▶ [Consigne A] Dans la liste, recopiez les lignes allant de celle qui contient « the road in » jusqu'à la fin de la liste, bornes comprises, en substituant « widest » à « thickest » et sans rien modifier d'autre.

**** Extrait source

NOM : Fernando Antonio Nogueira Pessoa.

 

DATE ET LIEU DE NAISSANCE : né à Lisbonne, paroisse des Martyrs, n° 4 Margo de S. Carlos (aujourd’hui « do Directório ») le 13 juin 1888.

 

FILIATION : fils légitime de Joaquim de Seabra Pessoa et de Maria Magdalena Pinheiro Nogueira. Petit fils, du côté paternel, du général Joaquim Antonio de Araujo Pessoa, combattant des campagnes libérales, et de Dionysia Seabra ; du côté maternel, du conseiller Luiz Antonio Nogueira, jurisconsulte, qui fut directeur général du ministère du Royaume, et de Magdalena Xavier Pinheiro. Ascendance plus lointaine mélange de gentilshommes et de juifs.

 

ÉTAT CIVIL : célibataire.

 

PROFESSION : le terme le plus approprié serait « traducteur », le plus exact celui de « correspondant en langues étrangères dans des maisons de commerce ». Le fait d’être poète et écrivain n’est pas une profession mais une vocation.

 

DOMICILE : Rua Coelho da Rocha, 16, 1° D°, Lisbonne. (Adresse postale    boîte postale 147, Lisbonne.)

 

FONCTIONS SOCIALES REMPLIES : si l’on entend par là des emplois dans la fonction publique ou des postes importants, aucune.

 

ŒUVRES PUBLIÉES : pour le moment, l’œuvre est essentiellement dispersée dans plusieurs revues et publications occasionnelles. Voici, en fait de livres ou de brochures, ce qu’il juge valable : 35 Sonnets (en anglais), 1918 ; English Poems I-II et English Poems III (également en anglais), 1922 ; et le livre Message, 1934, primé par le Secrétariat à la Propagande nationale, dans la catégorie « Poème ». La brochure L’Interrègne, publiée en 1928 et constituant un plaidoyer en faveur de la Dictature militaire au Portugal, doit être considérée comme non avenue. Il importe de revoir tout cela et peut-être d’en éliminer une bonne partie.

********
**** Données de l'exercice

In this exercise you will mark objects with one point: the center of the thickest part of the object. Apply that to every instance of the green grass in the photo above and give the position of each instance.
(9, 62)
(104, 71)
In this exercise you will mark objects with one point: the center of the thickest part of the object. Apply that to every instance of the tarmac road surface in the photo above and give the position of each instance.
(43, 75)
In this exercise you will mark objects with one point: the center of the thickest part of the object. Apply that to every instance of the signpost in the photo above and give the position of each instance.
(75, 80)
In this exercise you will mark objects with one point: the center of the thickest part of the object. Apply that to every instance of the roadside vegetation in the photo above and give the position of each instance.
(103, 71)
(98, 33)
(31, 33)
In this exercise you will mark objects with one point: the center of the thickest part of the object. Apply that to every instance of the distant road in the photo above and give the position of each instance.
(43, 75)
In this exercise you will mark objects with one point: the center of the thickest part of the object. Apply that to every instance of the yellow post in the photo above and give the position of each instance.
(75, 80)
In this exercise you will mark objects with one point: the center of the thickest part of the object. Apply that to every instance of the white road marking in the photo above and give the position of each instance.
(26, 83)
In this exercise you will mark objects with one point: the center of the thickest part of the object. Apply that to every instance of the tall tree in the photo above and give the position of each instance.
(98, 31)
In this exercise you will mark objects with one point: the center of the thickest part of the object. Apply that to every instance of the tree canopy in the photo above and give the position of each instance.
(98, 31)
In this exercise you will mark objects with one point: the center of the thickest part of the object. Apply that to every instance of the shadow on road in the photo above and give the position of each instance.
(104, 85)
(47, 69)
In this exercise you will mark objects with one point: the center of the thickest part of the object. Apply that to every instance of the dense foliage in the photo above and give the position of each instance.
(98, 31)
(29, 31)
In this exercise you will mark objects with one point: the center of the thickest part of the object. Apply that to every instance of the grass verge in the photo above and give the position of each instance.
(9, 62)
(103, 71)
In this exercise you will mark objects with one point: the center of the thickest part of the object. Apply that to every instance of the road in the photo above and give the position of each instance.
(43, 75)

********

▶ [Consigne B]
Répondez à ces questions sur la notice consacrée à Fernando Pessoa :
(i) À quelle date est-il né ?
(ii) Quel est son état civil ?
(iii) En quelle année le livre Message a-t-il paru ?

▶ [Réponse complète A]
In this exercise you will mark objects with one point: the center of the widest part of the object. Apply that to every instance of the road in the photo above and give the position of each instance.
(43, 75)

▶ [Réponse complète B]
(i) Le 13 juin 1888.
(ii) Célibataire.
(iii) En 1934.